◆ THE TASK
For each record that follows, restate the text exactly and drop the pictures.

GIVEN DATA Start Marker

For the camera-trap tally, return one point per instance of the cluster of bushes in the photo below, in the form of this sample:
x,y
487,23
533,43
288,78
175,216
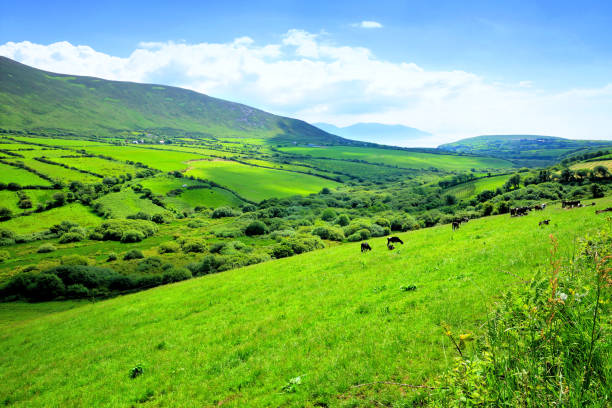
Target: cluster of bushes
x,y
124,230
83,281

GIVEN DATA End Marker

◆ ANSWER AREA
For the camera-trap tally, return one point per instance of the cluster of bushes in the photo below, in the form of this sample:
x,y
487,23
533,43
288,78
175,216
Target: cluster of bushes
x,y
124,230
83,281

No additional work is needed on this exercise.